Reproduce each of the rows below verbatim, leaving every character unchanged.

-- Begin Records provided --

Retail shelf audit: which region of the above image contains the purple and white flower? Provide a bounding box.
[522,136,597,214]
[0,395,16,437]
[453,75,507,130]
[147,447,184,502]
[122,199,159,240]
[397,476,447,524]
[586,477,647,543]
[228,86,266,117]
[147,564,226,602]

-- End Records provided --

Response →
Retail shelf audit: which region of the above image contains the purple and white flower? Provide a bounding box.
[522,136,597,214]
[0,395,16,437]
[453,75,507,130]
[147,447,184,502]
[122,199,159,240]
[397,476,447,524]
[586,477,647,543]
[228,86,266,117]
[147,564,226,602]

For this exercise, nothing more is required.